### WORK TO BE COMPLETED
Turn the part of the items that starts at the line containing "Class, locate every instance of the steering" and runs through the end of the items into a numbered list, one line per number, leaving out any blank lines.

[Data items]

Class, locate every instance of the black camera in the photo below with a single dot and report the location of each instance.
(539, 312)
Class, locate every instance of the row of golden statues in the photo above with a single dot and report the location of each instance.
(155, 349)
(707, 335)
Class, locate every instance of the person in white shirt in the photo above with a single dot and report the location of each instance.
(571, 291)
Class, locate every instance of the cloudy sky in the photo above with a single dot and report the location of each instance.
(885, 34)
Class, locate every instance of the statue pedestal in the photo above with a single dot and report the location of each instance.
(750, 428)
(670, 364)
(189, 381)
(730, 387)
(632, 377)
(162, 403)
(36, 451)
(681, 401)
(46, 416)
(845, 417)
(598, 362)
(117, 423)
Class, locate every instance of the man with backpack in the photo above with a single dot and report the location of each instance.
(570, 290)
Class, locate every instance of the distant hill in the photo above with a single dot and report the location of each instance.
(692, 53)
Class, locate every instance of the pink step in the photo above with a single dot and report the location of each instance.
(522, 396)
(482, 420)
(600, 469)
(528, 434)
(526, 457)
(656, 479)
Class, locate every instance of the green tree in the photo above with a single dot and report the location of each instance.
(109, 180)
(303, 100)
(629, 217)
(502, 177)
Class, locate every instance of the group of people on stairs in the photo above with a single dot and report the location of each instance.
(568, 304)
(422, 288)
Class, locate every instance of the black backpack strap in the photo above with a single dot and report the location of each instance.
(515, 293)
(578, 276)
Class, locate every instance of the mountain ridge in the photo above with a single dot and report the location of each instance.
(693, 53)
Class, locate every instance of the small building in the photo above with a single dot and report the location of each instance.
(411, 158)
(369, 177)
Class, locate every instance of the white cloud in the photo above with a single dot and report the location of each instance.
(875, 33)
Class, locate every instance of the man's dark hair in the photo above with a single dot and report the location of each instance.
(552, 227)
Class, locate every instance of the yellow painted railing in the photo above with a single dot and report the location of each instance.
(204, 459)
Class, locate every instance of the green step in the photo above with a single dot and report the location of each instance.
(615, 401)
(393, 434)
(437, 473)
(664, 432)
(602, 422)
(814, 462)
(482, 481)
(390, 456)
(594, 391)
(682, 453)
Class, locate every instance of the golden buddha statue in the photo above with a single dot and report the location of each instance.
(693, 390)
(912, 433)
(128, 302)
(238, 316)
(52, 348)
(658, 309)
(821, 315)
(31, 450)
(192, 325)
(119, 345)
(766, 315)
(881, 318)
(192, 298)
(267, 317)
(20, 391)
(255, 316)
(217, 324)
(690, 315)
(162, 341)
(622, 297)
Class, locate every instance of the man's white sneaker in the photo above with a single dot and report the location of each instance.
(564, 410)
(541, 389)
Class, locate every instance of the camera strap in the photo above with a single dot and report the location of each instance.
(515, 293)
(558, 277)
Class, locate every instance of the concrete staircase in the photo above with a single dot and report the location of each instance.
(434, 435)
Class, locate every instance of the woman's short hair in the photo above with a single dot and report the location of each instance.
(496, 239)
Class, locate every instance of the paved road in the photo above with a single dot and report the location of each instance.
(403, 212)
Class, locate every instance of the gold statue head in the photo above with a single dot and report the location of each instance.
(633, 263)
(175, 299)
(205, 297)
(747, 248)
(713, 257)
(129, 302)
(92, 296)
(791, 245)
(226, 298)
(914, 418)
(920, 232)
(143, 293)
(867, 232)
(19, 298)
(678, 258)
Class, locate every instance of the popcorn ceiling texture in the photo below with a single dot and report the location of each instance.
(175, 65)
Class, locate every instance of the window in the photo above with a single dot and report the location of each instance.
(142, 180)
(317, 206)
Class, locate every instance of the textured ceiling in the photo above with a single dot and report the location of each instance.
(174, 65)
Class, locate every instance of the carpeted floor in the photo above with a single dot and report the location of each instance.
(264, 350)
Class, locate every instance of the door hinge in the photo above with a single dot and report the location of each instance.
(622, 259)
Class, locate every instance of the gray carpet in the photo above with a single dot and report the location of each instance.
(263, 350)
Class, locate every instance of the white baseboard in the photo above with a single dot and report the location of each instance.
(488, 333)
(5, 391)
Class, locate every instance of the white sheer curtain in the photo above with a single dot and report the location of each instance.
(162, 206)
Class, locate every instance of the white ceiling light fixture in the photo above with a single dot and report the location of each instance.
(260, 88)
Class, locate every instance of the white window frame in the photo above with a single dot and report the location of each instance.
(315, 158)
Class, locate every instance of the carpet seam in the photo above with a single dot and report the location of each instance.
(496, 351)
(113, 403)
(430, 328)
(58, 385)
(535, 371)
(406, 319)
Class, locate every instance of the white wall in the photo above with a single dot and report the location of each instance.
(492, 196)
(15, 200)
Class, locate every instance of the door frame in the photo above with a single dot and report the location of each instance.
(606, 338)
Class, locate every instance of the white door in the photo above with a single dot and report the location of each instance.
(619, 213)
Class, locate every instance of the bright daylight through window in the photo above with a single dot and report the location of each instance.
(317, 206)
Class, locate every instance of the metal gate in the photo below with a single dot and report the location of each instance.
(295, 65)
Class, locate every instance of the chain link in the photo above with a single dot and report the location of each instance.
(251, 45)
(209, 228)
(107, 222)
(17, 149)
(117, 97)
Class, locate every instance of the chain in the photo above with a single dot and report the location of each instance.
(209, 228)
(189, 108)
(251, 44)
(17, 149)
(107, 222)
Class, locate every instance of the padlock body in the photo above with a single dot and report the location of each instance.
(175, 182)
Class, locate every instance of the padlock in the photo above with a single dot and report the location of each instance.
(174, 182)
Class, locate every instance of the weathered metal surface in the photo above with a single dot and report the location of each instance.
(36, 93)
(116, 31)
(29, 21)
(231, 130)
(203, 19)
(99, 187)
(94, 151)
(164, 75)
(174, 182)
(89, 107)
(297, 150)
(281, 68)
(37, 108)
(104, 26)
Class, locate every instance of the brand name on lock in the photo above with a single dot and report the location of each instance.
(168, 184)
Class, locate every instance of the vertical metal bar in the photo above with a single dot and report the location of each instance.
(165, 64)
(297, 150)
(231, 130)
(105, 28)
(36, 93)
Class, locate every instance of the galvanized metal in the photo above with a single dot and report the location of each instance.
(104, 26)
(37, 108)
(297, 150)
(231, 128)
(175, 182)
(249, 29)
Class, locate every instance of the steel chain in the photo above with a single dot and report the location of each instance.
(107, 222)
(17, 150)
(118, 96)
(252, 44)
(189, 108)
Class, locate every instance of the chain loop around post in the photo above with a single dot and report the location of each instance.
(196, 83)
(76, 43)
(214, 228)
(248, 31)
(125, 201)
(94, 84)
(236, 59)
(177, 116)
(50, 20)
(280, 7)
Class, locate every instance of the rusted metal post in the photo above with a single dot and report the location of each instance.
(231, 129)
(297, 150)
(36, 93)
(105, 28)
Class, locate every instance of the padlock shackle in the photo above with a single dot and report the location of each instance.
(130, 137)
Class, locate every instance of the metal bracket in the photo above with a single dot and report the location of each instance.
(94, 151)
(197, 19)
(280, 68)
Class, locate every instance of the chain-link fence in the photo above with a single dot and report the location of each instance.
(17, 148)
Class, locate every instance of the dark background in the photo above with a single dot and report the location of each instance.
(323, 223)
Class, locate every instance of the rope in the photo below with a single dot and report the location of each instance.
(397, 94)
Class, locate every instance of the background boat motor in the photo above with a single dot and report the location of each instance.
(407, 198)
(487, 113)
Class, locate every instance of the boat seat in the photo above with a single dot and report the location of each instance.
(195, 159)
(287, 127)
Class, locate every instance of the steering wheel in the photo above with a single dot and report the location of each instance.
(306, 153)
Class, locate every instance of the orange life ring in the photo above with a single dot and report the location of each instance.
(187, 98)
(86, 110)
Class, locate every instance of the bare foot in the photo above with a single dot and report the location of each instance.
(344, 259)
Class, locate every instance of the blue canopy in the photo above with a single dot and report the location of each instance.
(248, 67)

### WRITTEN SOLUTION
1. Class, locate every instance of the steering wheel in the photo above with a single dot and report the location of each instance.
2. (306, 153)
3. Class, locate every instance of the orange life ring in the photo above with a single dot and report the location of each instance.
4. (187, 98)
5. (86, 110)
6. Class, locate every instance of the bare foot in the photo above with a single dot and report the location of each instance.
7. (344, 259)
8. Class, locate every instance of the blue canopy in the photo above with a single dot and report the location of each instance.
9. (248, 67)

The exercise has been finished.